Aim
Find every line in the listing below that contains the string "shirt", matching case exactly, and copy each of those lines.
=-=-=
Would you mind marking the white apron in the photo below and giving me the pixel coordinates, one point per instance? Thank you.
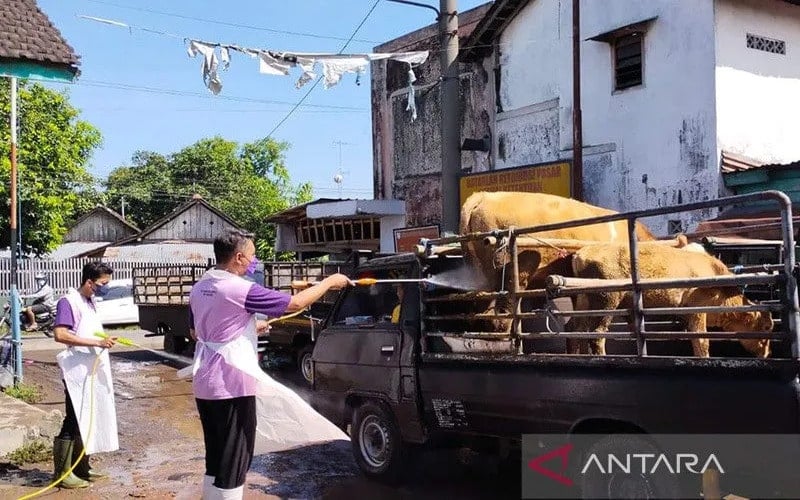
(284, 420)
(76, 366)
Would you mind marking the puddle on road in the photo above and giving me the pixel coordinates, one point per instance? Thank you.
(306, 472)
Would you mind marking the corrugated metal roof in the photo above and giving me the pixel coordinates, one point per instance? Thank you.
(168, 251)
(75, 249)
(732, 162)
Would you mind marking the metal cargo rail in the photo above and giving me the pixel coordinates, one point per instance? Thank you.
(783, 275)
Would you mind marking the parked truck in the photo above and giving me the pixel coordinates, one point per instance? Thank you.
(162, 295)
(425, 381)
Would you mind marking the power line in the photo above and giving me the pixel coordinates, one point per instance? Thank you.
(302, 99)
(233, 25)
(184, 93)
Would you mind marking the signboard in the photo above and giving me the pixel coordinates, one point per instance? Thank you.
(406, 238)
(552, 178)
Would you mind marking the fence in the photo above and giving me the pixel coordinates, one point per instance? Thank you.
(63, 274)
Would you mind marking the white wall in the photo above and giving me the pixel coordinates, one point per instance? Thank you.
(646, 146)
(758, 93)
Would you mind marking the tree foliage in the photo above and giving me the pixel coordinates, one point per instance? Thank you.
(247, 182)
(53, 151)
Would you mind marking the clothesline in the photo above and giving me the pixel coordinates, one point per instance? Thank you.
(281, 63)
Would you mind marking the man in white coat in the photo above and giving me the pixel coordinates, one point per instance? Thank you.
(87, 401)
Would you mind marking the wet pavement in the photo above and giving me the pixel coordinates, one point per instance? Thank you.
(161, 448)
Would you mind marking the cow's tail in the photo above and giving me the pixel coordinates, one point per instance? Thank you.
(470, 204)
(643, 233)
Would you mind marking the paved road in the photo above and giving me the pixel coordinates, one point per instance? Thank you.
(161, 450)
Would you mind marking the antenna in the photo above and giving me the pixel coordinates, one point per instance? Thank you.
(339, 177)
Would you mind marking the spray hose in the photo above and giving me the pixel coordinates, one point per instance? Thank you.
(89, 434)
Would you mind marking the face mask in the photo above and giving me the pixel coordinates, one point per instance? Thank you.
(101, 290)
(251, 268)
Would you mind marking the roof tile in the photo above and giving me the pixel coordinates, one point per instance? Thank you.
(27, 33)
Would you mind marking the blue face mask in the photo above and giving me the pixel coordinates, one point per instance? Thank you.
(101, 291)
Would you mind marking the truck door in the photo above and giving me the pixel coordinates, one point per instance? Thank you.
(359, 352)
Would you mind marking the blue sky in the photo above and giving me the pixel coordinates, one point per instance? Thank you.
(143, 91)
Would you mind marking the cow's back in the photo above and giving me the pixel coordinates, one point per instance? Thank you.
(609, 261)
(485, 211)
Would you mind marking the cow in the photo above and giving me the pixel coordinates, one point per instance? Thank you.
(612, 261)
(486, 211)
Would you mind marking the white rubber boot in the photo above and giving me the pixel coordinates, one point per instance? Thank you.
(234, 494)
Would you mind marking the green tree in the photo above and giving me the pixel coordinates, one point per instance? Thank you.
(54, 147)
(247, 182)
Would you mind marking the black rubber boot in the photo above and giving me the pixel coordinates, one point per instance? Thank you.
(62, 461)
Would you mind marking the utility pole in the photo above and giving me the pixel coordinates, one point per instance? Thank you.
(451, 115)
(577, 118)
(16, 339)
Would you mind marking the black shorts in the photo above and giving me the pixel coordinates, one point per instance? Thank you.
(229, 432)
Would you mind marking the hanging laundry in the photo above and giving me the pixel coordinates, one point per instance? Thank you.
(269, 65)
(307, 65)
(210, 64)
(412, 101)
(333, 68)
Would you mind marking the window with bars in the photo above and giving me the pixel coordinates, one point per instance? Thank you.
(628, 69)
(766, 44)
(674, 226)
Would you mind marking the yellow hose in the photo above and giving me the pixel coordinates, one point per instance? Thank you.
(88, 437)
(286, 316)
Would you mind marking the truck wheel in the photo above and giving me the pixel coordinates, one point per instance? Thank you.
(173, 344)
(595, 484)
(304, 363)
(377, 445)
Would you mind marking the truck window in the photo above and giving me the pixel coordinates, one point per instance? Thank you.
(367, 305)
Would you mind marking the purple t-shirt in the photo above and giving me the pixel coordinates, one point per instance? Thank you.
(65, 316)
(221, 308)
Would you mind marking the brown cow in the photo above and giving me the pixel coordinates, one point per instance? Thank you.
(612, 261)
(486, 211)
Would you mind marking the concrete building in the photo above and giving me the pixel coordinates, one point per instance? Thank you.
(668, 86)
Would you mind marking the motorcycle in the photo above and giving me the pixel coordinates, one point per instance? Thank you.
(44, 320)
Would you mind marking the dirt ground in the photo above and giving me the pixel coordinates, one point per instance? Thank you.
(161, 448)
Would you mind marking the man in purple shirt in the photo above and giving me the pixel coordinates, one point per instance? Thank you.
(75, 323)
(223, 306)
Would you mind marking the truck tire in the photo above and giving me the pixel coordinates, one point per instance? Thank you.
(173, 344)
(377, 444)
(595, 484)
(304, 363)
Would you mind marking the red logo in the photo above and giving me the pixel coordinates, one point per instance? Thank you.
(535, 464)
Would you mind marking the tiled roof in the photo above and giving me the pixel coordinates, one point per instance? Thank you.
(27, 34)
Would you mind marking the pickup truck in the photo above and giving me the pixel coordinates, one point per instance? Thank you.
(423, 382)
(162, 294)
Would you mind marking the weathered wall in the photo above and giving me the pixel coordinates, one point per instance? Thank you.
(406, 154)
(644, 146)
(758, 92)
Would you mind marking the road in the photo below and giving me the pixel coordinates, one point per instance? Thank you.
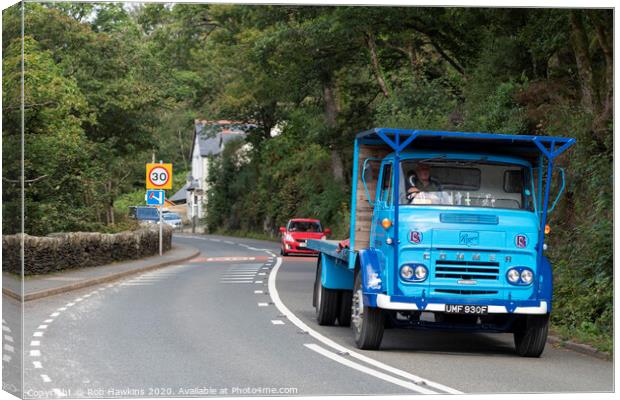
(238, 320)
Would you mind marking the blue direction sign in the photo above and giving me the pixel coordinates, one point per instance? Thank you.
(155, 197)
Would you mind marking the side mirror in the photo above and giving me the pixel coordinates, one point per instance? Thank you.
(366, 168)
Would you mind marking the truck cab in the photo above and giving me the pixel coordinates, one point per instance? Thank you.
(447, 232)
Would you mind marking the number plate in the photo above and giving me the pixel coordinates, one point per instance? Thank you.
(466, 309)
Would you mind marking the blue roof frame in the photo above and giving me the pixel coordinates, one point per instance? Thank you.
(398, 139)
(537, 143)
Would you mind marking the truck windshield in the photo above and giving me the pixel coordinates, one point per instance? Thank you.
(465, 184)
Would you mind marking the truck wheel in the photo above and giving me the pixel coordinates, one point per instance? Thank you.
(367, 322)
(344, 314)
(531, 336)
(326, 300)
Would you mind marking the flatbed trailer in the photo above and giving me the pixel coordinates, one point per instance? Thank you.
(463, 253)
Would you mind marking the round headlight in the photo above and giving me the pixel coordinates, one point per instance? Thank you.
(527, 276)
(513, 276)
(406, 272)
(420, 272)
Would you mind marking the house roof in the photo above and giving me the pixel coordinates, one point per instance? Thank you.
(213, 135)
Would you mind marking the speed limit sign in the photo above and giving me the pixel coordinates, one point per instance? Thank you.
(159, 176)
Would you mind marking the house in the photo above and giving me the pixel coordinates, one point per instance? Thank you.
(210, 138)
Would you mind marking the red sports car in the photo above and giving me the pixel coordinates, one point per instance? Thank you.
(297, 231)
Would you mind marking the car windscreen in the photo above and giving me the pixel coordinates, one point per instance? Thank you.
(304, 226)
(465, 184)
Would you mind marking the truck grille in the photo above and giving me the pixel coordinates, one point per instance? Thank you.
(467, 270)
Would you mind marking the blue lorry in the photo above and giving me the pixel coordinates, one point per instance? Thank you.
(447, 232)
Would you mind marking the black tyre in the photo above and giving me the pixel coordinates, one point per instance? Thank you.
(367, 322)
(344, 312)
(325, 300)
(531, 335)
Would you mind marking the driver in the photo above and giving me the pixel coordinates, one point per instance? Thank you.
(421, 181)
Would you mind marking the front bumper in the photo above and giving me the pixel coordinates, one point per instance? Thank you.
(434, 305)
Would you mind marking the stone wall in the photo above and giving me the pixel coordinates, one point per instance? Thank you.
(63, 251)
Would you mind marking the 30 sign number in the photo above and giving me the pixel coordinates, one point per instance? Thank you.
(159, 176)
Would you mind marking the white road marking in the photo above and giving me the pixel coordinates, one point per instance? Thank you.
(275, 297)
(366, 370)
(232, 278)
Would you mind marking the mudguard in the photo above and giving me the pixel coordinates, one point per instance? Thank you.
(370, 268)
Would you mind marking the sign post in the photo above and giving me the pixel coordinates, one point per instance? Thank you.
(158, 177)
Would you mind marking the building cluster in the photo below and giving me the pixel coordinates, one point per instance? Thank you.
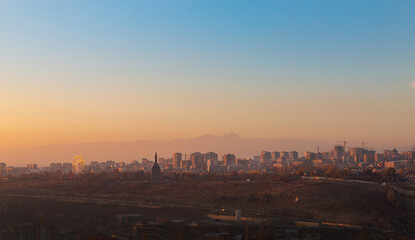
(357, 158)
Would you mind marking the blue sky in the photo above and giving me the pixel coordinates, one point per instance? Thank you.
(339, 58)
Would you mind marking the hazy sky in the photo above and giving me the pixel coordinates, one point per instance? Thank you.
(85, 71)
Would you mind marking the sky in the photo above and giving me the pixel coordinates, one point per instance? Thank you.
(91, 71)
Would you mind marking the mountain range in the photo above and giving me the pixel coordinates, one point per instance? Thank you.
(136, 150)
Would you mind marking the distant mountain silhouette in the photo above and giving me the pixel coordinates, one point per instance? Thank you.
(127, 151)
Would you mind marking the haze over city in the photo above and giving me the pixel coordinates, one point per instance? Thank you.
(86, 72)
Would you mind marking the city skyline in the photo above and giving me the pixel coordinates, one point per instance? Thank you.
(93, 71)
(136, 150)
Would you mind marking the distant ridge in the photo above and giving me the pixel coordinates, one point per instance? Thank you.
(135, 150)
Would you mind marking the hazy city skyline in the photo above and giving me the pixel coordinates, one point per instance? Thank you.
(75, 72)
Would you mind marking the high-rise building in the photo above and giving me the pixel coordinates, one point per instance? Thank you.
(285, 155)
(265, 157)
(338, 152)
(197, 160)
(294, 155)
(177, 160)
(229, 159)
(212, 158)
(275, 155)
(32, 166)
(155, 170)
(3, 169)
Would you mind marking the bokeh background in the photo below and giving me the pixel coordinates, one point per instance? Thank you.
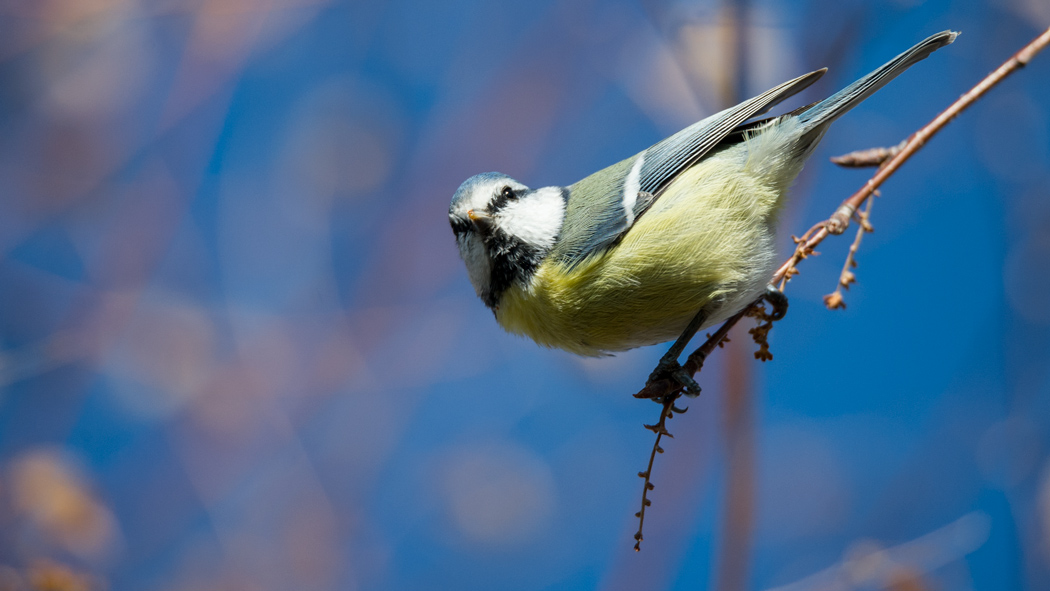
=-=-=
Exercise result
Would you mind marking the purple t-shirt in the photo above and giving me the pixel coordinates, one point per instance? Thank you.
Would you mind marking the man in purple shirt in the photo above and giving me the pixel coordinates, one point per instance? Thank you.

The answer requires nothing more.